• **SHORT PROBLEM**: Update the entries below by changing every "top-left corner" to "upper-left corner", and write the lines out again with nothing else altered.

====== RECORDS SUPPLIED

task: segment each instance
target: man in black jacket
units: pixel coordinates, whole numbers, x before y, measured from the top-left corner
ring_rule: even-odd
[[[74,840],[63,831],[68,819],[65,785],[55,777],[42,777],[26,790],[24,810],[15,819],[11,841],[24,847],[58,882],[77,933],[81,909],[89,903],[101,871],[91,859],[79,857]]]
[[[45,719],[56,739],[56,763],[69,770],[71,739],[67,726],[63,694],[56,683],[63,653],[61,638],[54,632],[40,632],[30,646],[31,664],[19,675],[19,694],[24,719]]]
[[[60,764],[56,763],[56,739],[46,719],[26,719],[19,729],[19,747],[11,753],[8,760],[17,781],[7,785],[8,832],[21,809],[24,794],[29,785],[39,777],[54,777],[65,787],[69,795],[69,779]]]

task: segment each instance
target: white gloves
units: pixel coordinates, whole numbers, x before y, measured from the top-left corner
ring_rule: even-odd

============

• **EXERCISE RESULT**:
task: segment each instance
target: man in black jacket
units: pixel coordinates, whole numbers, x before y, measured from the upper-left corner
ring_rule: even-odd
[[[74,840],[63,831],[68,819],[65,785],[55,777],[42,777],[26,790],[24,810],[15,819],[11,841],[24,847],[58,882],[77,933],[81,909],[89,903],[101,871],[91,859],[79,857]]]
[[[45,719],[56,739],[56,763],[69,770],[71,739],[67,726],[63,694],[56,683],[63,653],[61,638],[54,632],[40,632],[30,646],[31,664],[19,675],[19,694],[24,719]]]
[[[60,764],[56,763],[56,739],[46,719],[26,719],[19,729],[19,747],[11,753],[8,760],[17,781],[7,785],[8,832],[21,809],[24,794],[29,785],[39,777],[54,777],[65,787],[69,795],[69,779]]]

task: segment each instance
target: white gloves
units: pixel coordinates, whole numbers, x before y, measured from the upper-left corner
ring_rule: even-odd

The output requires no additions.